**Task:** Pick out and copy every line in the items below that contains the word "blazer". Matching is case-sensitive.
## start Listed records
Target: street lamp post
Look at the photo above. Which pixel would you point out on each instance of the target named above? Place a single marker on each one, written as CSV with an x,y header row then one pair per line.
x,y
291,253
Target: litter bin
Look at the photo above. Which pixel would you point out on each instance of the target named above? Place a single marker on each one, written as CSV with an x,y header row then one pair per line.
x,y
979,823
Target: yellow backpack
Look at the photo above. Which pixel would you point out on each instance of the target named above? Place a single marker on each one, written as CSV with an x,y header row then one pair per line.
## end Listed records
## start Listed records
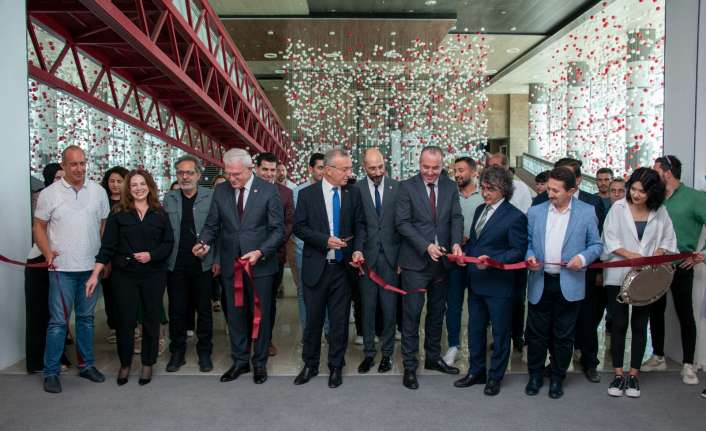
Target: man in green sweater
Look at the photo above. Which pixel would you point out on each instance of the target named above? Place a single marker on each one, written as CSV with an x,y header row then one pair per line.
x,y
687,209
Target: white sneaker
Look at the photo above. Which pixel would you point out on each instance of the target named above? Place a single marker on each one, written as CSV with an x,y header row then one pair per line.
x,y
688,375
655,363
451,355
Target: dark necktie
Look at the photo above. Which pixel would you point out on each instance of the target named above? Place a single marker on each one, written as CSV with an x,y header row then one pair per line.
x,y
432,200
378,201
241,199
## end Listed records
## start Listed records
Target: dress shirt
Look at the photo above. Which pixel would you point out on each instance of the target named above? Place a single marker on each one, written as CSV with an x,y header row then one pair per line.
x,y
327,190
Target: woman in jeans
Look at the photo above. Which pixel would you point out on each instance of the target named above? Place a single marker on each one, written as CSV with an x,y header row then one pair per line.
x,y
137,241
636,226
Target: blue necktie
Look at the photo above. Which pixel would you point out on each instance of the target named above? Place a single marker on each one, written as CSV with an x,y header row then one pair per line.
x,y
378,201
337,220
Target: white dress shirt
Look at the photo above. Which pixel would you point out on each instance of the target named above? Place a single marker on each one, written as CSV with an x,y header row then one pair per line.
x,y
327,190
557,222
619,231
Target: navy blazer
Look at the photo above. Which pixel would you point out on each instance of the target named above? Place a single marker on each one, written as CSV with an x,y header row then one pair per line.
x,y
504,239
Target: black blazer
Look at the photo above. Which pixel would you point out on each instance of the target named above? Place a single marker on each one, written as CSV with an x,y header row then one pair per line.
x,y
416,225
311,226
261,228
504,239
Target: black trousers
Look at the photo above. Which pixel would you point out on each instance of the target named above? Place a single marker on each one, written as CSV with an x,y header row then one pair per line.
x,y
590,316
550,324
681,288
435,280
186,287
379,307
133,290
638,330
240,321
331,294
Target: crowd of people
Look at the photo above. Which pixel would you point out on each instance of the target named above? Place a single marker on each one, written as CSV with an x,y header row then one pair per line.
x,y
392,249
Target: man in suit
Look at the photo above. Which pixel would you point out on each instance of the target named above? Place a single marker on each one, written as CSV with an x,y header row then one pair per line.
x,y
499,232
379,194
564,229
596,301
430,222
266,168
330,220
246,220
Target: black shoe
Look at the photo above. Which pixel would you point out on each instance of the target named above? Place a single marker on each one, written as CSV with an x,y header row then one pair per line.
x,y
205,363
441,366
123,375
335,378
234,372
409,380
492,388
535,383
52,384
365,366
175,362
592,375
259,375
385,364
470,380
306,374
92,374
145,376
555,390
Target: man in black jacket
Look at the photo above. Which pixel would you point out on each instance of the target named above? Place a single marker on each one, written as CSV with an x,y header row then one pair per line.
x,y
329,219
## end Listed records
**Written answer:**
Target: navy blazer
Target: black blazer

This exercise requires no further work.